* **EXERCISE REQUIREMENTS**: Continue the passage on Marina Gamba's relationship with Galileo from the point where it stops.

* **PASSAGE PROVIDED**:
■ ■ ■ ■ ■ ■ ■

Marina Gamba - Relationship With Galileo

Relationship With Galileo

During one of his frequent trips to Venice, Galileo met a young woman named Marina di Andrea Gamba and started a relationship with her. She moved into his house in Padua and bore him three children: Virginia (16 August 1600–1634), later Sister Maria Celeste; Livia (1601–1659), later Sister Arcangela; and Vincenzo (1606–1649). In none of the three baptismal records is Galileo named as the father. Virginia was described as "daughter by fornication of Marina of Venice," with no mention of the father; on Livia's baptismal record the name of the father was left blank; Vincenzo's baptismal record announced "father uncertain" (Galileo's Daughter 24, Dava Sobel, 1999). Galileo's position as a professor and his many friendships among the Venetian nobility probably made it unwise for him to figure officially as the children's father.

■ ■ ■ ■ ■ ■ ■

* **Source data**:

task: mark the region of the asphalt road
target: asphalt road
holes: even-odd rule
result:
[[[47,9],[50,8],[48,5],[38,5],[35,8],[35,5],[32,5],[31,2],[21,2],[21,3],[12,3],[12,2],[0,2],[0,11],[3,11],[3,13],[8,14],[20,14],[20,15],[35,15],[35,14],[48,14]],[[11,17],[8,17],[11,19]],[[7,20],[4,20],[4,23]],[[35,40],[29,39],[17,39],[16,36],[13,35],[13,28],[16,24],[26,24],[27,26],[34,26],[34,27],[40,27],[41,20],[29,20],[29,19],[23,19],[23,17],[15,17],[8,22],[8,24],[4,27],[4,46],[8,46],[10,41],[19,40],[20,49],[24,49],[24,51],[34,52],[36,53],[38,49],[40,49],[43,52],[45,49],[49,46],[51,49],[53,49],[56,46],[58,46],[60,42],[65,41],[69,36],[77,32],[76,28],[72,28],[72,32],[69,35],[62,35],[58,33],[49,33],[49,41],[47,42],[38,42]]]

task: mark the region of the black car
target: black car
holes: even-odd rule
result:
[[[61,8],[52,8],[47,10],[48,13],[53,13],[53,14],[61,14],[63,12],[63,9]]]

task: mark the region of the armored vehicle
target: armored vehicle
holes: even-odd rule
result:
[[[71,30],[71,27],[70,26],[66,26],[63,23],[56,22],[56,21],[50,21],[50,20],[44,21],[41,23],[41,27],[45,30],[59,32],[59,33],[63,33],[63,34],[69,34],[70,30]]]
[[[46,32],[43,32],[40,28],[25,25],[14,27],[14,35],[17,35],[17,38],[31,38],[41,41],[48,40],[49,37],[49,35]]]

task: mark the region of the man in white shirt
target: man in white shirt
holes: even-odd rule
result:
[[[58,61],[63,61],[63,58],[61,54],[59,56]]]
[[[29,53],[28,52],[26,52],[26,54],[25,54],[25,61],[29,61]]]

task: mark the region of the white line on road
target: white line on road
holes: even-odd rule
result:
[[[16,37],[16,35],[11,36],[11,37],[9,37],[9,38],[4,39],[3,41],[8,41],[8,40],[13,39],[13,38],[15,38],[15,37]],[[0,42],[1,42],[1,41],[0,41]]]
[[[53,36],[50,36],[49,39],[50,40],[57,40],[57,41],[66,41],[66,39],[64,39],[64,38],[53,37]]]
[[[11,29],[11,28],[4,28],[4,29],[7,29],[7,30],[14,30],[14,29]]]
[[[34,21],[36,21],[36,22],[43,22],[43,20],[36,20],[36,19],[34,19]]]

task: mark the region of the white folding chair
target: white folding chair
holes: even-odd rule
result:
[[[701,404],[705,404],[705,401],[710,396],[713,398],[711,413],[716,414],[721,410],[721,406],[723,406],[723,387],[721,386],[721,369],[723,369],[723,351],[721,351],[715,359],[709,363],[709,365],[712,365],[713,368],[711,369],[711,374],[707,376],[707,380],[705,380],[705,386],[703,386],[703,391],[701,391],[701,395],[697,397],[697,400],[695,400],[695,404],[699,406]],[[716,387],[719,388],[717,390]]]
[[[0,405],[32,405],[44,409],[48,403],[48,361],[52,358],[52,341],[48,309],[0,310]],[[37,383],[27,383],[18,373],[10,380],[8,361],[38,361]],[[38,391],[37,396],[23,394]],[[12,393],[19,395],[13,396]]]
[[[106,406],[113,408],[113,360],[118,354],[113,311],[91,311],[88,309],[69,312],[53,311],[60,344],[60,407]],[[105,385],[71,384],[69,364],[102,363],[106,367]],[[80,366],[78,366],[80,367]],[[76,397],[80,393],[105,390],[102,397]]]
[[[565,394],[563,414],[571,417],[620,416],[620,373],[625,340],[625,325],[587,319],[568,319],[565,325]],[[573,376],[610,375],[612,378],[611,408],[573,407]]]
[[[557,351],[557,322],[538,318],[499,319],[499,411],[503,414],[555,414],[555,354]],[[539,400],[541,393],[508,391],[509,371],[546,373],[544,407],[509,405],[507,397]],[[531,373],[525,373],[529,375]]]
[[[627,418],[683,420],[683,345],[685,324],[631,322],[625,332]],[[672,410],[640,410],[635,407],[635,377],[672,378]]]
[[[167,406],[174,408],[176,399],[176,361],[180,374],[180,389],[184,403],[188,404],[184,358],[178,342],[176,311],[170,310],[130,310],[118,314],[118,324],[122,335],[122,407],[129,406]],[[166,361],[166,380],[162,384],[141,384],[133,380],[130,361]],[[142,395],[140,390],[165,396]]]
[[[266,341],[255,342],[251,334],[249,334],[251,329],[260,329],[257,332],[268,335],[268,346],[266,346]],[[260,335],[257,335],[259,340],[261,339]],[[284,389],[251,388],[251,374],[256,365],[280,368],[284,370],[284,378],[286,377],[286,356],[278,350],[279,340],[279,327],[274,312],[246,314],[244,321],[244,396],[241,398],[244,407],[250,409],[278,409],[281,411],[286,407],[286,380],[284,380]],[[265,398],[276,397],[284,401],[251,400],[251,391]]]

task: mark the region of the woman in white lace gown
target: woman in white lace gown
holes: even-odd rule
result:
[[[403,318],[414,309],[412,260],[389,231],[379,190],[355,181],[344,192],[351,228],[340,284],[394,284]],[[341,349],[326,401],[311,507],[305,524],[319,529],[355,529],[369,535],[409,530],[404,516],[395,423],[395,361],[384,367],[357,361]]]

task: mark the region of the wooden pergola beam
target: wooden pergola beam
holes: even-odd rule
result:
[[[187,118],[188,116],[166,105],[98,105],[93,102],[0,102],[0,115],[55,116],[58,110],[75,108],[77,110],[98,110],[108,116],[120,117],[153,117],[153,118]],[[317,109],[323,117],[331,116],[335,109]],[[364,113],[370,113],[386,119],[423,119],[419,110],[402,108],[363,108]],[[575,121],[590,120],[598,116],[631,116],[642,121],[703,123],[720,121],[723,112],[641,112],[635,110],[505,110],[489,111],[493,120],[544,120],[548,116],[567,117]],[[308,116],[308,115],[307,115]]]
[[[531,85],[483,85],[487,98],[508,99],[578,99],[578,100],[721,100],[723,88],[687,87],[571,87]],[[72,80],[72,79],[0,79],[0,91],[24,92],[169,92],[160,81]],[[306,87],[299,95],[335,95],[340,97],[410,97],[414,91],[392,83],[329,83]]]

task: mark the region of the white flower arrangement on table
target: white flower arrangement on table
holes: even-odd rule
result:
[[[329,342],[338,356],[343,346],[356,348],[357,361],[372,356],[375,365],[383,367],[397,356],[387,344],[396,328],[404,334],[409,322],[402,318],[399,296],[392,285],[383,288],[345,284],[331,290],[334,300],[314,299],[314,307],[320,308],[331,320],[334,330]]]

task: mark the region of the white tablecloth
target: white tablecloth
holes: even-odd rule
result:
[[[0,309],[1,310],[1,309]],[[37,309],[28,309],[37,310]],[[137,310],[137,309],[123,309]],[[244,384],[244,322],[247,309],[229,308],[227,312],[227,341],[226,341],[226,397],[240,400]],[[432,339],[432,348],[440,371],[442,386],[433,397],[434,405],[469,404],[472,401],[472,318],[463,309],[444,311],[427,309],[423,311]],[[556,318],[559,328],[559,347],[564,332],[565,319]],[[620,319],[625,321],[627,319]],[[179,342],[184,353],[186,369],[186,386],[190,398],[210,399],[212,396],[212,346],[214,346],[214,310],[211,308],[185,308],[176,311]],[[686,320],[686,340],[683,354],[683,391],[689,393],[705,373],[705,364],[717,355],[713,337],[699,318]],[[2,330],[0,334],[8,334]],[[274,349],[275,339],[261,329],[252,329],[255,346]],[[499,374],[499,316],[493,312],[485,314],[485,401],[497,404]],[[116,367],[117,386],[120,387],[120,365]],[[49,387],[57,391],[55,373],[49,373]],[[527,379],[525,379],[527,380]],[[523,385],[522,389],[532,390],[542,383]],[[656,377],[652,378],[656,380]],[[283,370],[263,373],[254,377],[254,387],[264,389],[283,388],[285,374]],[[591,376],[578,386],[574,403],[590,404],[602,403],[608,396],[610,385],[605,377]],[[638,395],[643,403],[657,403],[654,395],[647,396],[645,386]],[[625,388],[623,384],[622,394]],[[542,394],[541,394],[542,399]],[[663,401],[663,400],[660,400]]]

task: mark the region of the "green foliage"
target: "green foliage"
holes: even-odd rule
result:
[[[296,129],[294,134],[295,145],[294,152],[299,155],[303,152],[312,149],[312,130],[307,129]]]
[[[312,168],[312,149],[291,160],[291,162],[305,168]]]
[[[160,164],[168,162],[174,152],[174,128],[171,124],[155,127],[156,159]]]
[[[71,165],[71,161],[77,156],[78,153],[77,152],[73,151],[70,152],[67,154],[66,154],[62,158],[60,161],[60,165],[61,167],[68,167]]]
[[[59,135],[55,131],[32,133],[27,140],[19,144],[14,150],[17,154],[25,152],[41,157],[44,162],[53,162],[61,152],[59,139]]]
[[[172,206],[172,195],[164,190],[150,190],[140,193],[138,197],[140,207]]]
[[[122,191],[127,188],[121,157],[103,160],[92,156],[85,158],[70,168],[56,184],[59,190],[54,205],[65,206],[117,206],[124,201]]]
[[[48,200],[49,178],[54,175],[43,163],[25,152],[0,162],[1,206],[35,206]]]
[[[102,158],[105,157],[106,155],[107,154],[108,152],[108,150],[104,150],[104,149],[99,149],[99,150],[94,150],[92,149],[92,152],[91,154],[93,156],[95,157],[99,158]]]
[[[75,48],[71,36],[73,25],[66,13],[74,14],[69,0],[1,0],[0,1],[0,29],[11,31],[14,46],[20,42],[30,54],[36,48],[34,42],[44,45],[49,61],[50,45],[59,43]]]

■ ■ ■ ■ ■ ■ ■

* **RESPONSE TO THE TASK**:
When Galileo left Padua for good in 1610 to take up his position at the Medici court in Florence, he took the two daughters with him but left their mother behind with 4 year-old Vincenzo, who joined his father in Florence a few years later.

With Marina no longer in the family, Galileo put his two daughters in a convent and managed to have Vincenzo legitimated by the Grand Duke of Tuscany. In his 1619 request for this, Galileo declared that at the time of his cohabitation with Marina, she "had never been married" and was "already dead" at the drawing up of the act. Vincenzo studied law and later became a lutenist like his namesake grandfather. He died in 1649.